▶ _REQUIREMENT A_:
List every measure the article on Alpharetta's city finances says the city has taken that reduces its expenses.
▶ _REQUIREMENT B_:
Write the next part of the article on Alpharetta's city finances, picking up after its final sentence.

▶ _TEXT UNDER STUDY_:
****
ALPHARETTA, Ga. — Widespread business shutdowns and sheltered residents are taking a toll on government finances, and it’s likely to strain public coffers in the coming year.

That’s the word from Alpharetta Finance Director Tom Harris who reported Monday that sinking revenues could wipe out nearly all the projected surplus the city had expected to collect for the current 2020 budget year.

The news comes as a harbinger of possible rough sledding for cities throughout Metro Atlanta as they ride out the storm.

“We’ll still finish at budget or slightly above budget, but it won’t be as good as projected pre-COVID,” Harris told the Alpharetta City Council.

Harris said projections back in January — based on revenue trends and expenses at the time — showed the city ending the fiscal year in June with a surplus in its revenue of about $2.5 million. With fallout from the COVID-19 pandemic, he said, the surplus is now predicted to be about $184,000 — a drop of $2.3 million.

Worse, Harris said, if the falloff in sales taxes and hotel-motel taxes continues through the end of December, the city could face serious fiscal stress trying to fund the 2021 budget.

Expenses will be down

One offset to the drop in revenue, however, is that expenses will also drop because the city isn’t operating all the things it normally operates, like sports programs, classes and other services. The city has frozen positions, canceled travel and training, all public buildings are closed, and department heads have been told to shut down everything that is not essential.

Harris said he expects expenses to drop by as much as $2.5 million for the current budget year.

Alpharetta’s distribution from the countywide local option sales tax accounts for about $16.5 million annually in the city’s revenue, but Harris expects that number to fall short by half a million dollars. As early as February, he said, sales tax collections were down 7 percent, possibly because of the social distancing practices that began at that time.

Alpharetta will also take a big hit in hotel-motel tax revenue which was anticipated to bring in $9.2 million this fiscal year. Harris is predicting revenues to fall $750,000 short of what was estimated in January.

Alpharetta has nearly twice the number of hotels, 27, than all immediate neighboring cities combined, and the hospitality industry helps fuel its business model.

“We know the revenues are down, probably 85 percent from the beginning of March to the end of March,” Harris said, adding that occupancies are down along with rates for rooms. “Revenues collected by the hotels are probably at 15 percent of what they should be.”
****
(Stored data entries)
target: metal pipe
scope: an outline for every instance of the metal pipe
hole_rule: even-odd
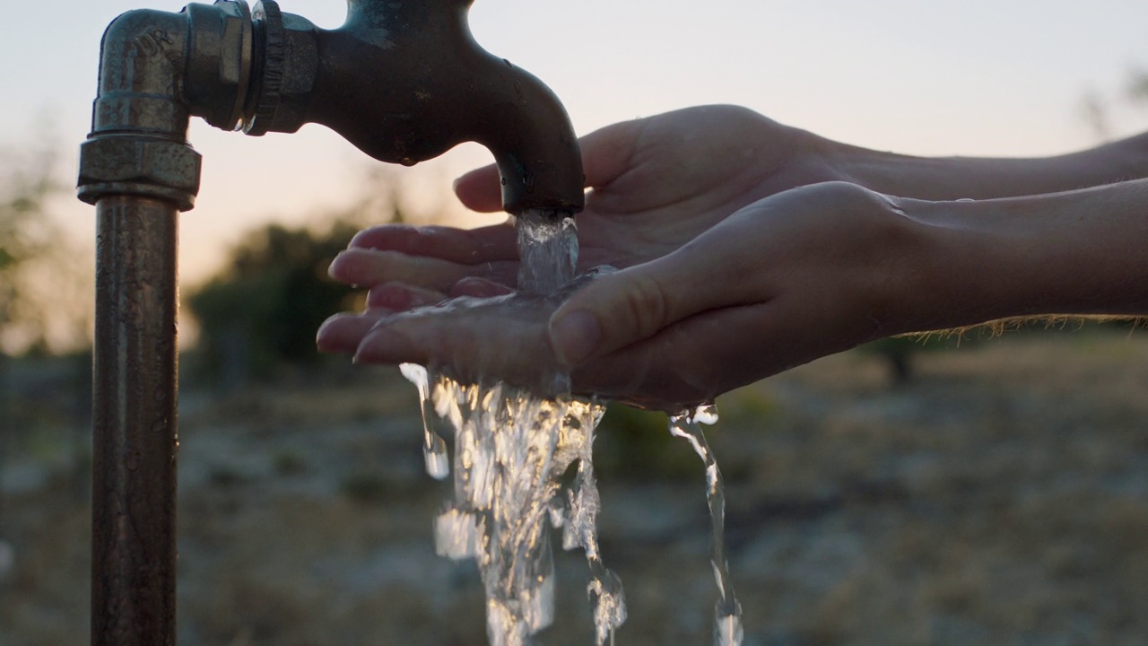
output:
[[[92,644],[176,643],[177,224],[200,183],[191,116],[249,134],[328,125],[413,164],[494,153],[503,203],[582,209],[569,118],[537,78],[479,47],[473,0],[348,0],[317,29],[276,2],[134,10],[101,43],[78,194],[96,207]]]
[[[96,205],[92,644],[176,643],[176,229],[153,198]]]

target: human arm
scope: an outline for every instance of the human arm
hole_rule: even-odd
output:
[[[344,320],[325,328],[326,343],[362,361],[527,385],[541,360],[571,370],[575,391],[673,408],[890,334],[1148,313],[1146,240],[1148,180],[978,202],[827,183],[740,209],[552,315],[513,326],[434,312],[362,329]],[[589,324],[566,329],[577,313]]]
[[[810,137],[841,179],[923,200],[1038,195],[1148,177],[1148,133],[1040,157],[921,157]]]
[[[582,270],[658,257],[750,203],[821,182],[955,200],[1148,177],[1148,134],[1052,157],[914,157],[832,141],[735,106],[613,124],[583,137],[581,148],[590,189],[577,216]],[[502,208],[494,167],[464,175],[455,190],[474,210]],[[513,286],[514,240],[509,224],[474,230],[377,226],[357,236],[331,272],[351,284],[403,284],[441,295],[470,277]]]

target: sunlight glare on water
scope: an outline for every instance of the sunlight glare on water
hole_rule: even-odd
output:
[[[729,576],[726,559],[726,485],[718,468],[718,460],[701,424],[718,423],[718,408],[713,405],[699,406],[669,418],[669,432],[684,438],[693,447],[706,468],[706,502],[709,505],[709,562],[714,568],[714,579],[721,598],[714,608],[714,646],[739,646],[743,638],[742,605],[734,594],[734,583]]]
[[[523,214],[518,220],[518,240],[520,292],[553,294],[574,280],[577,237],[573,218],[545,212]],[[533,644],[533,636],[553,622],[551,528],[561,533],[564,549],[585,553],[595,641],[613,644],[627,610],[621,579],[605,567],[597,536],[602,501],[592,446],[605,406],[561,394],[569,392],[566,375],[546,380],[563,387],[554,389],[558,395],[544,399],[507,384],[465,385],[420,366],[404,364],[402,372],[419,391],[426,467],[435,478],[450,475],[450,459],[445,441],[433,429],[434,420],[444,420],[453,432],[455,494],[435,520],[435,551],[476,562],[486,590],[490,644]],[[721,472],[699,425],[716,420],[715,408],[698,407],[672,417],[670,431],[687,438],[706,467],[711,556],[721,591],[714,644],[738,646],[740,606],[726,564]]]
****
▶ _RESPONSE BOX A_:
- Froze positions
- Canceled travel and training
- Closed all public buildings
- Told department heads to shut down everything that is not essential

▶ _RESPONSE BOX B_:
Another major revenue source, recreation and special events, will take a big hit from the coronavirus shutdown, Harris said. He is predicting those revenues to fall almost $600,000 short of estimates. At the same time, however, the expense of operating some of the facilities, like the swimming pool, will go down, he said.

The city also collects $2.3 million in alcohol beverage excise taxes a year. Updated estimates predict that figure will fall by about $150,000, primarily through the loss of restaurant dining.

Alpharetta’s fiscal year ends June 30, so its current budget will be saddled in the homestretch.

Hoping for recovery

The 2021 budget, which is being drafted right now, is another matter.

A lot of it will depend on when things get back to some sort of normal operation, Harris said.

He said, if the pandemic subsides by the end of December, hotels could be operating at around 90 percent. Retail sales could pick up as well, he added.

The early take, Harris said, is that he is predicting a nearly $4 million deficit in revenues from what was earlier anticipated to fund the 2021 budget. That includes a 9 percent drop in sales tax revenue, a 27 percent decline in hotel tax revenue and a 19 percent drop in business occupation license fees.

Property tax collections are likely to dip, Harris said, especially among commercial properties.

Right now, he said, he is working with City Administrator Bob Regus to shave travel, training and other departmental expenses. Planned employee merit raises are also on the table for cuts, and there could be steps taken to shave recurring capital expenses.

“Again, it’s early, and I’m not trying to be a pessimist, but there’s probably a little bit of a higher chance that these numbers could get a little more negative,” Harris said.